[Opening Page extract section]

Wednesday, September 7, 2016

Scott Adams' Interesting Counterintuitive Thoughts on Trump

Lots of verbiage here, none of it particularly insightful, sorry. TL;DR ("too long; didn't read") version: read this and, even if you don't agree with all of it, ask yourself whether perhaps legitimate anti-Trump dissent might have escalated into a genuine hysteria among people like me and, possibly, you.


If you've been Slogging long, you know that I try hard to understand mindsets that seem alien to me. I believe people are way too quick to dismiss dissenting viewpoints, and we apply way too little empathy to other points of view (a lot of such postings are tagged "Right Whispering")

My recent posting about "Illegals" tried to explain some of the intemperance on the Right regarding immigrants and immigration policy. I don't share that view, but it's wrong to assume it's always racist. In fact, left-wing extremism on the issue may have given rise to a reciprocal extremism on the right.

Here's an interesting posting by Dilbert creator Scott Adams, who's been reduced to a pariah by his attempts to measuredly suggest that perhaps Donald Trump isn't the antichrist. It's not a message of support, and there are none of the standard talking points. It doesn't claim Trump's a good guy, or that we ought to vote for him (I'd rather eat Applebee's). Adams focuses tightly on the proposition that the anti-Trump hysteria voiced by people like me may be as frothy and overblown as other historical popular hysterias have been (even smart people can get caught in hysterias!). And he tries to patiently diagram how it happened.

I've made my anti-Trump sentiment well known here, and while I don't agree with all of Adams thinking, and I think he ignores genuinely troubling indications (confirmation bias/herd mentality aside), I must uncomfortably concede that some of what he's saying makes sense. There is obviously some confirmation bias going on here. I've hit a point where I question my increasingly titanic level of antipathy. Have I caught an idea virus?

[Closing Page extract section]
[Opening Provided material section]

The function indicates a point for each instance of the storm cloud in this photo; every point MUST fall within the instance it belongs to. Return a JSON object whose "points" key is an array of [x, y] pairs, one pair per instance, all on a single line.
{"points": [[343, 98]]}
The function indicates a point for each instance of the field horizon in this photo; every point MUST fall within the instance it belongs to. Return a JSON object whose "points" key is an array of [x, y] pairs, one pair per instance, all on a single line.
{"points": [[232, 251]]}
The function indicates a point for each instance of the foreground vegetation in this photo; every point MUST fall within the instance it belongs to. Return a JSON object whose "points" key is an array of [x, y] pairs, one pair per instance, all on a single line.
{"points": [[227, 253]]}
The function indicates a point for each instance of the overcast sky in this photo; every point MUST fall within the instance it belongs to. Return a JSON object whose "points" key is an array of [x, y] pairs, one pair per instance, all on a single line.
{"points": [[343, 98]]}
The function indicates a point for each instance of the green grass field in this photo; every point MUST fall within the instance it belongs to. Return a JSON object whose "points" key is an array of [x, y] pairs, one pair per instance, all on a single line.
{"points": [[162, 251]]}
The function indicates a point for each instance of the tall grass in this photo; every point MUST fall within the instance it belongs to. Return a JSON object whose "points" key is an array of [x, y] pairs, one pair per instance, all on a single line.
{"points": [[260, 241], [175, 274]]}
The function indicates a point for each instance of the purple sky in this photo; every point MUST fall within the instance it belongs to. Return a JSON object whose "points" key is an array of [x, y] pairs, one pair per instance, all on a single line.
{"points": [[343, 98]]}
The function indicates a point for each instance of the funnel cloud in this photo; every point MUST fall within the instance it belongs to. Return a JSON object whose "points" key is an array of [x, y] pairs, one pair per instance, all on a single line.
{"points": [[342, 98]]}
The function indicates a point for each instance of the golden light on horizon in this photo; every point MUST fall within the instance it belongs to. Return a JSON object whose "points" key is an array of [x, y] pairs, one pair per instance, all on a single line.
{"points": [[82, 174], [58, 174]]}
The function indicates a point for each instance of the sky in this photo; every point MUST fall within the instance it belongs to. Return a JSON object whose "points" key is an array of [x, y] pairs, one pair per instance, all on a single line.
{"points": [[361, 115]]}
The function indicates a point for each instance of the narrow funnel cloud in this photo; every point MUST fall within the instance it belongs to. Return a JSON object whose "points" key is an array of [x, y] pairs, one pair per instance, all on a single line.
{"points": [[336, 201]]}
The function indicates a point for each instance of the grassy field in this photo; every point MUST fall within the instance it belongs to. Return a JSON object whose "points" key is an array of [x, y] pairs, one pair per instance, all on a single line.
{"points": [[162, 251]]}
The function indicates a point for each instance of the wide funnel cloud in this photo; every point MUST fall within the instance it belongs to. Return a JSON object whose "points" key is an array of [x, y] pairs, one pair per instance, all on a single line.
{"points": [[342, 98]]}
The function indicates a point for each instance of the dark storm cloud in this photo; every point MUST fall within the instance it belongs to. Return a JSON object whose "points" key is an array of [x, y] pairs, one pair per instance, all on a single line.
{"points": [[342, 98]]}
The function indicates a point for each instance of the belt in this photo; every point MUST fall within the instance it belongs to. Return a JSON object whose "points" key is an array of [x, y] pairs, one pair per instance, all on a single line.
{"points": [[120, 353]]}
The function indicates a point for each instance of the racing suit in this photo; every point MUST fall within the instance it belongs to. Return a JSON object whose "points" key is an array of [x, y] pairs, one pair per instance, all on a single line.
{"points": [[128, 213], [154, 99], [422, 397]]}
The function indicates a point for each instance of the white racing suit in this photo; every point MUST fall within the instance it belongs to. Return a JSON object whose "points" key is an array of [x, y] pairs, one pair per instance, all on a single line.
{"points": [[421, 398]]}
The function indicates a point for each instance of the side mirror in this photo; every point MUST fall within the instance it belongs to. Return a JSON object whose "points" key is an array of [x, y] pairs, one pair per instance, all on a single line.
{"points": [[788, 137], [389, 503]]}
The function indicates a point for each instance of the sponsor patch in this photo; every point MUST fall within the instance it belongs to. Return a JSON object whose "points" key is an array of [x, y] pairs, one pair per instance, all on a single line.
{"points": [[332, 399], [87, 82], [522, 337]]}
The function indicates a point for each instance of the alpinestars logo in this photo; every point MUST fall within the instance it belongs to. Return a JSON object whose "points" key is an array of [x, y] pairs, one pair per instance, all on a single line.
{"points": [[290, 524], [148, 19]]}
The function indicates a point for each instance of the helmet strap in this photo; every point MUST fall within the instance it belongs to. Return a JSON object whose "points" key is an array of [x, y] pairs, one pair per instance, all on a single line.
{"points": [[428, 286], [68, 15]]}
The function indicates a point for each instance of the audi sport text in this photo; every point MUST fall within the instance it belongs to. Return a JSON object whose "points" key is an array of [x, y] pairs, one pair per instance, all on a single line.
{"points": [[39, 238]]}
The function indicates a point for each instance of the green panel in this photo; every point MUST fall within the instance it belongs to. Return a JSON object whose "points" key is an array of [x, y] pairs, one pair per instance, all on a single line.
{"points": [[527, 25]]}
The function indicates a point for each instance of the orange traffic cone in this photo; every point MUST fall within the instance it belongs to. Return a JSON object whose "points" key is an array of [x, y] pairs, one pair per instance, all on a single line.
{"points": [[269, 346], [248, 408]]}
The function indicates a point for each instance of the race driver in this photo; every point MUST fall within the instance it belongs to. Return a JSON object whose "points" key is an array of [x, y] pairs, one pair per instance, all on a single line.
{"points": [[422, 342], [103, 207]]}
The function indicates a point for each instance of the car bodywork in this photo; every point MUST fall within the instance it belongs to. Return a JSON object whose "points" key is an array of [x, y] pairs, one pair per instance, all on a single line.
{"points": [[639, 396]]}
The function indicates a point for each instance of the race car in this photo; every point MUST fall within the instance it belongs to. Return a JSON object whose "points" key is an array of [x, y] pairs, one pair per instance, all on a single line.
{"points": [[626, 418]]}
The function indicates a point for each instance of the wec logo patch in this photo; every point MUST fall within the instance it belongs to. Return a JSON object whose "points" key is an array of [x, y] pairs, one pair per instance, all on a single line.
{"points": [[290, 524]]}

[Closing Provided material section]

Work to be completed:
Answer these questions about the blog post on Scott Adams and Trump above.
(a) What tag does the writer say is on many postings that try to understand other points of view?
(b) What did the writer's recent posting about "Illegals" try to explain?
(c) What is Scott Adams named as the creator of?

Response to this exercise:
(a) "Right Whispering"
(b) Some of the intemperance on the Right regarding immigrants and immigration policy.
(c) Dilbert.